Предложенный текст —
Помимо перечисленных юридических формул, в «Сыске о злоупотреблении...» есть и другие: в обыску скозали сыщику, по иноческому обещаню (л. 113), сказали про... (л. 124), скозали, по своеи вере по шерти (л. 140).
Второй специфический показатель жанра – самоназвание документа (явное указание в тексте на жанровую разновидность деловой письменности) – может применяться в лингвистических исследованиях средневековых текстов, но с большой осторожностью. Е.Н. Рудозуб справедливо считает, что «жанровая система русского документа [XVII в. – Е.П.]» характеризовалась некоторой неустойчивостью...» [7. С. 21].
Действительно, в отдельно взятом судебном акте содержание и состав юридических формул могут быть свойственными жанру деловой письменности «сказка», однако в «рукоприкладстве» (приложении к документу с подтверждением авторства) может быть указан иной жанр. Приведем пример подобного противоречия (с позволения читателя здесь тоже дадим текст целиком): 1) текст одной сказки (на листе их три): «Красноярского острогу десятники пеших казаков / Прокофеи Быков десятник да десятник же / Левонтеи Говорухин скозали в допросе сыщи/ ку взирая на образ бжии по светеи непорочнаи хрстове / ивангилскои заповеди скозали по какому вели/ких гсдреи указу сидел в подячих в съезж[еи] / избе Василеи Еремеев и мы тово не ведаем а налоги и о/биды от нево Василя нам никакои не было / то наши и речи и скаска» (л. 123); 2) рукоприкладство к сказке: «К сем роспросным речам Пронка Бы/ков да Левонтья Говорухи да / Василя Ревена да Порфиря / Потылицына да Терентья / Григорива да Михаила Помор/ца да Самка Розкащинова да / Сенки Емелянова по их веленю Прон/ка Быков и за себя руку при/ ложил» (л. 123 об.).

Исходный материал —
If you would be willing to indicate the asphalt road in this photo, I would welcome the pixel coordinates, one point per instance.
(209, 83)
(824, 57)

Задания —
a) Выпишите из предложенного текста отрывок от слов «Помимо перечисленных юридических» до слов «шерти (л. 140).» включительно, ничего не меняя.
b) Что в предложенном тексте называется «рукоприкладством»?

Ответы —
a)
Помимо перечисленных юридических формул, в «Сыске о злоупотреблении...» есть и другие: в обыску скозали сыщику, по иноческому обещаню (л. 113), сказали про... (л. 124), скозали, по своеи вере по шерти (л. 140).

b) Приложение к документу с подтверждением авторства.